***** 演習用本文 *****

幼稚園・保育園・小学校・中学校・高等学校などで行われる歯科健診は、この様な歯科健康管理の中心を占めるものです。
健診では、虫歯だけでなく、歯肉、歯列、咬合、舌、口腔粘膜、顎関節などの異常の有無を診査し、歯と口の健康状態を伝え、治療の指示や歯科保健指導を行います。
学校保健の三つの領域「保健教育」、「保健管理」、「組織活動」にまたがり、保健に関する専門職として学校関係者、児童生徒、保護者や地域の住民の皆さんと連携を図りながら、子どもの健康づくりのために活動をします。
歯科保健教育
歯科保健教育に関する具体的な仕事としては、次のようなものがあります。
(1)歯科保健に関する事柄について、学習や保健指導などに必要な教材や資料の提供及 び助言を行います。

*****

## 演習の要件
[A] 学校歯科健診に関する本文のうち、「幼稚園・保育園・小学校・中学」で始まり「づくりのために活動をします。」までの部分を、一字一句そのまま書き写してください。
[B] 学校歯科健診に関する本文によると、健診では虫歯のほかにどのような異常の有無を診査しますか？
[C] 学校歯科保健に関する本文の続きを、最後の文の後から書き進めてください。
ここから先の行は、本文とは別個の資料です。

***** 抽出データ *****

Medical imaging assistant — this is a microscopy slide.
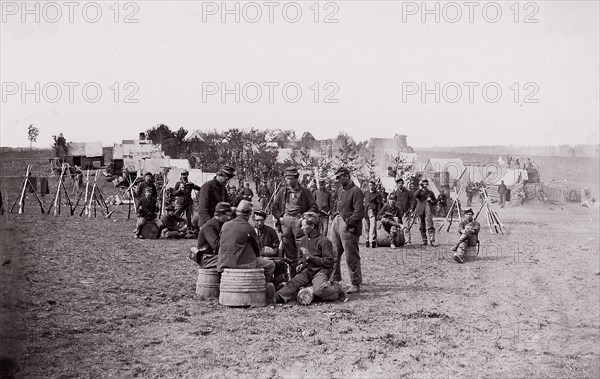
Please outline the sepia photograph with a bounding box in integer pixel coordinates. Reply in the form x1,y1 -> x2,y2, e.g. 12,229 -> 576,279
0,0 -> 600,379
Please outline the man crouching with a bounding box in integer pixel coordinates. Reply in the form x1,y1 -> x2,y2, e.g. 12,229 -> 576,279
273,212 -> 346,303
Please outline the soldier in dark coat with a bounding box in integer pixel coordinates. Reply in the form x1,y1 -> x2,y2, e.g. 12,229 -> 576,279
273,212 -> 346,303
173,170 -> 200,229
415,179 -> 437,246
272,167 -> 319,278
198,165 -> 235,227
217,200 -> 275,283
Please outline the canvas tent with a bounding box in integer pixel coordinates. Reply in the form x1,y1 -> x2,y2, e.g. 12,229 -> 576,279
424,158 -> 465,181
140,158 -> 190,175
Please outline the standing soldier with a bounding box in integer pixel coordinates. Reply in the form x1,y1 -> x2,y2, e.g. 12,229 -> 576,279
256,182 -> 271,212
415,179 -> 437,246
465,182 -> 476,207
498,180 -> 508,208
363,179 -> 384,248
331,167 -> 365,294
198,165 -> 235,228
313,179 -> 333,237
272,166 -> 318,279
394,178 -> 415,245
173,170 -> 200,230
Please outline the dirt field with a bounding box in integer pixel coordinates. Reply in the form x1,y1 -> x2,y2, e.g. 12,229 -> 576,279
0,196 -> 600,378
0,151 -> 600,378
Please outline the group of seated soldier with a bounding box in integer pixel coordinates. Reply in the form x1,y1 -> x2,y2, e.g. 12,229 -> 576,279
190,200 -> 345,303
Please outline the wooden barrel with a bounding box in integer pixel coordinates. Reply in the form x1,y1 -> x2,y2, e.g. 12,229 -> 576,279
196,268 -> 221,299
465,246 -> 477,261
219,268 -> 267,307
377,228 -> 405,247
140,221 -> 158,240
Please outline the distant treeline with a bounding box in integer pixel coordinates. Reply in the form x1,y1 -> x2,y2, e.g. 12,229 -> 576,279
417,145 -> 600,157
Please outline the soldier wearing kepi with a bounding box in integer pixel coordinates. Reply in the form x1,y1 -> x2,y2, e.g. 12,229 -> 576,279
313,179 -> 333,237
190,202 -> 232,269
173,170 -> 200,229
452,208 -> 481,263
415,179 -> 437,246
394,178 -> 414,245
273,212 -> 345,303
331,167 -> 365,294
272,166 -> 318,278
198,165 -> 235,228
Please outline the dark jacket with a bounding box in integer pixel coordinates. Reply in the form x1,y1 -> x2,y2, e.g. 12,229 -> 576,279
198,217 -> 223,255
298,233 -> 334,277
394,187 -> 415,213
364,190 -> 384,219
334,182 -> 365,236
217,216 -> 260,272
415,188 -> 437,216
198,176 -> 229,227
313,189 -> 333,214
173,180 -> 200,205
138,197 -> 158,220
272,186 -> 319,218
135,181 -> 158,199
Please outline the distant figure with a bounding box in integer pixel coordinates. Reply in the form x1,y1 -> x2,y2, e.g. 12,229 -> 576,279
363,179 -> 384,248
452,208 -> 481,263
173,170 -> 200,229
498,180 -> 508,208
198,165 -> 235,227
415,179 -> 438,247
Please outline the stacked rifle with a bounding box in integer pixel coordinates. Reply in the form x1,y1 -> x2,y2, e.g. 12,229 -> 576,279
475,186 -> 506,234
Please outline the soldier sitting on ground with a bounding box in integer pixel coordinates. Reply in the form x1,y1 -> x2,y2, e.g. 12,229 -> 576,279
272,212 -> 346,303
160,205 -> 187,239
377,193 -> 404,249
135,188 -> 162,238
452,208 -> 481,263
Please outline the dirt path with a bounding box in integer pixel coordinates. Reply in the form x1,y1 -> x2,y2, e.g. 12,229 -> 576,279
0,205 -> 600,378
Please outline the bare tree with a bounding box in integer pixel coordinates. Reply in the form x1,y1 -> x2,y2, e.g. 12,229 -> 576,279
27,124 -> 40,150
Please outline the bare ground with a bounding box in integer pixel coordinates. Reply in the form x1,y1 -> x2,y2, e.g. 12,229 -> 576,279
0,199 -> 600,378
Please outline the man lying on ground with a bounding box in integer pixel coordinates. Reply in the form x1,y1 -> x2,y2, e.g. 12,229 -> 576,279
272,212 -> 346,303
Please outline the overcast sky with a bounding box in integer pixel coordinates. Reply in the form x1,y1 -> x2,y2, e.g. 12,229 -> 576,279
0,1 -> 600,147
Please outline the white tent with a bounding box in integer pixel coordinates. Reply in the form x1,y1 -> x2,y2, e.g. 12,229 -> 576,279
425,158 -> 465,181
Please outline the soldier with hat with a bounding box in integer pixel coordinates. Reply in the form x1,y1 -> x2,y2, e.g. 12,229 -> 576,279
160,204 -> 187,239
415,179 -> 437,246
272,166 -> 319,278
272,212 -> 346,303
190,202 -> 232,270
198,165 -> 235,227
135,172 -> 158,200
377,192 -> 404,249
313,178 -> 333,237
363,179 -> 384,247
394,178 -> 415,245
173,170 -> 200,229
217,200 -> 275,286
452,208 -> 481,263
331,167 -> 365,294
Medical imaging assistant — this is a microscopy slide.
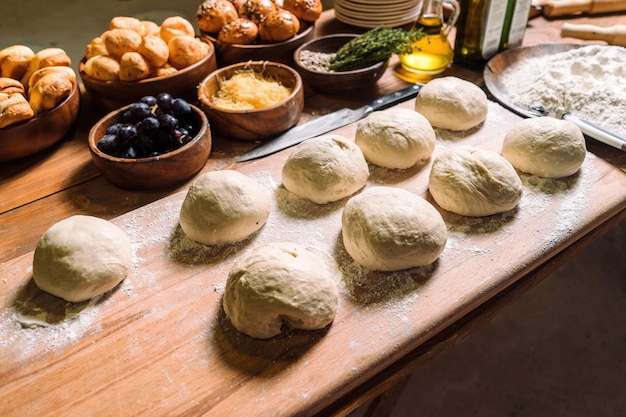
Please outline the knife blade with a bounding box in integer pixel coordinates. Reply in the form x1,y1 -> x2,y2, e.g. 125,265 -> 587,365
235,83 -> 424,162
529,106 -> 626,152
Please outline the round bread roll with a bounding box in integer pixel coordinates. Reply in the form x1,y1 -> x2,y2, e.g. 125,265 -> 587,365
159,16 -> 196,43
0,45 -> 35,80
259,9 -> 300,43
180,170 -> 272,245
119,52 -> 151,81
502,117 -> 587,178
282,134 -> 369,204
237,0 -> 276,25
167,35 -> 209,69
137,35 -> 170,67
33,215 -> 133,302
354,108 -> 437,169
223,242 -> 339,339
101,29 -> 141,59
341,186 -> 448,271
415,77 -> 489,131
282,0 -> 323,22
217,17 -> 259,45
196,0 -> 239,33
428,146 -> 523,216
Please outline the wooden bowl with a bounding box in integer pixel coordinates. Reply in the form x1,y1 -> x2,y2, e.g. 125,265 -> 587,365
78,42 -> 217,111
202,21 -> 315,67
198,61 -> 304,141
293,34 -> 389,94
88,105 -> 212,190
0,83 -> 80,162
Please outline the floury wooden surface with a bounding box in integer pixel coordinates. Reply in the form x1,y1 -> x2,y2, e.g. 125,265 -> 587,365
0,6 -> 626,416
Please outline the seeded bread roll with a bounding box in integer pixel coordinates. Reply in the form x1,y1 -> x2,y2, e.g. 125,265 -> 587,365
0,93 -> 34,129
282,0 -> 323,22
196,0 -> 239,33
0,45 -> 35,80
259,9 -> 300,43
217,17 -> 259,45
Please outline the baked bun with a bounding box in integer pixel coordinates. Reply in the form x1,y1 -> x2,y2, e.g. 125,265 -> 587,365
21,48 -> 72,86
259,9 -> 300,42
0,77 -> 26,97
0,93 -> 34,129
102,29 -> 141,59
167,35 -> 209,69
282,0 -> 323,22
237,0 -> 277,25
120,52 -> 150,81
159,16 -> 196,43
0,45 -> 35,80
196,0 -> 239,33
217,17 -> 259,45
28,71 -> 74,114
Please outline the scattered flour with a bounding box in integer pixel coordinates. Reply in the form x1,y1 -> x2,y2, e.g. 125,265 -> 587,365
502,45 -> 626,136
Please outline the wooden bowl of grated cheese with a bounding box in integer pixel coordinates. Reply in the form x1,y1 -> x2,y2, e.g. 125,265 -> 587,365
198,61 -> 304,141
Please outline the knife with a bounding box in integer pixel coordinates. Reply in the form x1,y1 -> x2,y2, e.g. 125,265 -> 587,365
529,106 -> 626,152
235,83 -> 424,162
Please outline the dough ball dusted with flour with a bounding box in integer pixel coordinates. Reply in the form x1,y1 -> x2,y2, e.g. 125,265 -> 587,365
502,117 -> 587,178
33,215 -> 133,302
223,242 -> 339,339
341,186 -> 448,271
415,77 -> 489,131
354,108 -> 437,169
282,134 -> 369,204
179,170 -> 272,245
428,146 -> 523,216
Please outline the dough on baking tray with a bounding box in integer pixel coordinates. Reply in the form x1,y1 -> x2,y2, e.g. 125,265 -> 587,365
223,242 -> 339,339
502,117 -> 587,178
341,186 -> 448,271
415,77 -> 489,131
428,146 -> 522,216
282,134 -> 369,204
179,170 -> 272,245
354,108 -> 437,169
33,215 -> 133,302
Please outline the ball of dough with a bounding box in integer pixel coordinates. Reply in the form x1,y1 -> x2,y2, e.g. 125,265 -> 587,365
223,242 -> 339,339
341,186 -> 448,271
354,108 -> 437,169
282,134 -> 369,204
428,146 -> 523,216
502,117 -> 587,178
179,170 -> 272,245
33,215 -> 134,302
415,77 -> 489,131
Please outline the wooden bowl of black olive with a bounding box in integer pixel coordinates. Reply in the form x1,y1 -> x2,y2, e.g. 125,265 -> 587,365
88,93 -> 212,190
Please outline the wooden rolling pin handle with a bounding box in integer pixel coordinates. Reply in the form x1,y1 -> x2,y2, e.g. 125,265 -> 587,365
543,0 -> 626,17
561,23 -> 626,46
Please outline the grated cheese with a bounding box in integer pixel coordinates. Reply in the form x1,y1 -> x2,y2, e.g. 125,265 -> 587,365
213,69 -> 292,110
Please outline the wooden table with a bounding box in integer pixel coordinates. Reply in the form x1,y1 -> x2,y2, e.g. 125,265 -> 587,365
0,10 -> 626,416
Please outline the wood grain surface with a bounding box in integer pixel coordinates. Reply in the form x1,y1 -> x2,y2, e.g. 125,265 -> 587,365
0,6 -> 626,416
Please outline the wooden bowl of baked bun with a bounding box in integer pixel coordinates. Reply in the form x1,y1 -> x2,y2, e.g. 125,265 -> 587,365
0,45 -> 80,162
78,16 -> 217,111
198,61 -> 304,141
196,0 -> 322,66
88,93 -> 212,190
294,34 -> 389,94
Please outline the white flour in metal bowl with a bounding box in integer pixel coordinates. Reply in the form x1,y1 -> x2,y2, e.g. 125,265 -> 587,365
502,45 -> 626,136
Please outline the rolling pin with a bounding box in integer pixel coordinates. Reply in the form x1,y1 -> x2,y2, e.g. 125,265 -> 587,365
561,23 -> 626,46
532,0 -> 626,17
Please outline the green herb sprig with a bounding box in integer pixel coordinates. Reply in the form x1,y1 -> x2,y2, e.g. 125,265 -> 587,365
329,26 -> 424,72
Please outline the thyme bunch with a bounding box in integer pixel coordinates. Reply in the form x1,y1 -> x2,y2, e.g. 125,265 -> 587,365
329,26 -> 424,72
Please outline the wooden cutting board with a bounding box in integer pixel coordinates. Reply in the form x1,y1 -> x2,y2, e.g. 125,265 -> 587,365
0,101 -> 626,417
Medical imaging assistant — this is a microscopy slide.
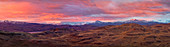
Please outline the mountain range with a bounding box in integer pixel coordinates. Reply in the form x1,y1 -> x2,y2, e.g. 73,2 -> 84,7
87,19 -> 164,26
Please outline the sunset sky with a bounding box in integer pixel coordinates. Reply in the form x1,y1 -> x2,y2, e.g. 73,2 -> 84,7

*****

## 各課題の解答
[A]
幼稚園・保育園・小学校・中学校・高等学校などで行われる歯科健診は、この様な歯科健康管理の中心を占めるものです。
健診では、虫歯だけでなく、歯肉、歯列、咬合、舌、口腔粘膜、顎関節などの異常の有無を診査し、歯と口の健康状態を伝え、治療の指示や歯科保健指導を行います。
学校保健の三つの領域「保健教育」、「保健管理」、「組織活動」にまたがり、保健に関する専門職として学校関係者、児童生徒、保護者や地域の住民の皆さんと連携を図りながら、子どもの健康づくりのために活動をします。

[B] 歯肉、歯列、咬合、舌、口腔粘膜、顎関節などの異常の有無です。

[C]
(2)歯科保健に関する事柄について、学校行事や特別活動の指導に必要な教材や資料の 提供及び助言を行います。
歯科保健管理
歯科保健管理に関する仕事は、学校歯科医の基本的な仕事であり、次のようなものがあります。
(1)歯・口の健康診断(定期・臨時・就学時)を行い、処置(予防と治療)及び保健指 導を要する者をスクリーニングします。
(2)歯・口の健康相談を行います。
(3)歯・口の疾患の予防処置及び保健指導を行います。
(4)健康診断時に個別の歯科保健指導を行います。
(5)事後措置として健康診断結果に基づいてCO・GOを選別し、疾患の予防や治療措置 が必要な者には指示します。
(6)事後措置の一環としてCO・GOなどを有する者に対し継続的な観察や指導を行います。
組織活動
組織活動に関する仕事としては、次のようなものがあります。
(1)「学校保健安全計画」の立案に際して、歯科保健の部分についてはもちろん、より 広い見地から学校保健全般について意見を述べます。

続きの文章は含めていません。